*** EXERCISE MATERIAL ***

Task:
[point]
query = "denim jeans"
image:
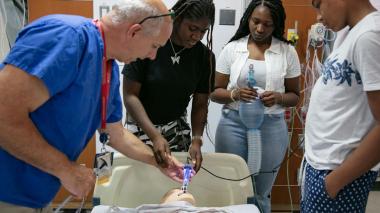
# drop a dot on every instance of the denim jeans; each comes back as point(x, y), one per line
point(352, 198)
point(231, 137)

*** End of EXERCISE MATERIAL ***
*** EXERCISE MATERIAL ***

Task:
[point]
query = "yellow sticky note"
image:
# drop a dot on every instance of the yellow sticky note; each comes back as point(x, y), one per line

*** End of EXERCISE MATERIAL ***

WHAT YOU WILL DO = The word "yellow" may appear in lines of the entries. State how many lines hold it, as a number alone.

EXPECTED ANSWER = 2